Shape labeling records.
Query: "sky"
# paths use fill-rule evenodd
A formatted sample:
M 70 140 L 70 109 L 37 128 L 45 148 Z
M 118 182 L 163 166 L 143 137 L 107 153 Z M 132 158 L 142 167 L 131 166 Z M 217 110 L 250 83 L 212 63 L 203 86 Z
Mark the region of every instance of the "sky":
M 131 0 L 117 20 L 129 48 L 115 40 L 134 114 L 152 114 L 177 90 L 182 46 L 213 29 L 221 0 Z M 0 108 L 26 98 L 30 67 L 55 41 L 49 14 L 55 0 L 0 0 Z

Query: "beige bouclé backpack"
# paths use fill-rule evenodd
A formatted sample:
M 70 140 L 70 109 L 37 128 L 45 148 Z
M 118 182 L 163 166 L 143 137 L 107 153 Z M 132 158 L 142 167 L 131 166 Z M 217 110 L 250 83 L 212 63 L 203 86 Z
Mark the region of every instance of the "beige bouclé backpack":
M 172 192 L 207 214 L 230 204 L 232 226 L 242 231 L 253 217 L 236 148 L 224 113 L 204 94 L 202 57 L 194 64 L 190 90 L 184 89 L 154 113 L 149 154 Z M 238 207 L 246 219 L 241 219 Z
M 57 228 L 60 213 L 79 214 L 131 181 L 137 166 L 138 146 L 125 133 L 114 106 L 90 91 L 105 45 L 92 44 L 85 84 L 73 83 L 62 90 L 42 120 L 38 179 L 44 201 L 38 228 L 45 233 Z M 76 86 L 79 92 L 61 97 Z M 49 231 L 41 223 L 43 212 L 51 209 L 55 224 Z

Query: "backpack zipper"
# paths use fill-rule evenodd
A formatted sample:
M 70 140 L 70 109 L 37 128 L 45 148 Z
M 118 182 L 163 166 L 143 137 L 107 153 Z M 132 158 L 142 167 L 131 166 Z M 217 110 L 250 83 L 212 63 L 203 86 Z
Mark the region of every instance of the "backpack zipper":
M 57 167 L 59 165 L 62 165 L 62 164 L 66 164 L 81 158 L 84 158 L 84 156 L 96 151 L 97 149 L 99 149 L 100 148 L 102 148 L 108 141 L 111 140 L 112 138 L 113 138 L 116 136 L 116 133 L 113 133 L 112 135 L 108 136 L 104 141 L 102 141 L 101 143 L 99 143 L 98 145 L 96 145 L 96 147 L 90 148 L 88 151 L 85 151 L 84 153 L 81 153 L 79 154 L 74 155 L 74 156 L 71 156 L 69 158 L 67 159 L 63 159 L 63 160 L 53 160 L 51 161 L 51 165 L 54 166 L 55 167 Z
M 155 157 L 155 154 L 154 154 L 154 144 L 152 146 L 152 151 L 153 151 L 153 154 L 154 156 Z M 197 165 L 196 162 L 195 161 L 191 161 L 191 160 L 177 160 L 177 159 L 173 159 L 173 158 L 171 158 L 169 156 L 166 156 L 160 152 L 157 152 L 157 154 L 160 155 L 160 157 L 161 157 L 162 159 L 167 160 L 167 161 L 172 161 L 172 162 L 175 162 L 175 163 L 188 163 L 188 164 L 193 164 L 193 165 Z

--

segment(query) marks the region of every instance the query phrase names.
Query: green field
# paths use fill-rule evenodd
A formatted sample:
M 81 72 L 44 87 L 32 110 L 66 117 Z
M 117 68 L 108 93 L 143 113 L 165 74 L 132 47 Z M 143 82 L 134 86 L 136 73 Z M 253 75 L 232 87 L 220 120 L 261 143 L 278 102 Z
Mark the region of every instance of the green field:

Problem description. Can you repeat every line above from the one containing "segment(query) marks the" down to the one containing "Mark the region of every instance of the green", with both of those lines included?

Answer in full.
segment(query) marks the region of every instance the query phrase names.
Query: green field
# paths use fill-rule evenodd
A formatted sample:
M 81 72 L 44 87 L 32 110 L 66 117 Z
M 117 68 L 108 93 L 143 113 L 165 74 L 132 47 Z M 143 82 L 134 86 L 136 73 Z M 253 75 L 232 87 L 220 120 L 261 143 L 278 102 Z
Mark the region of every instance of the green field:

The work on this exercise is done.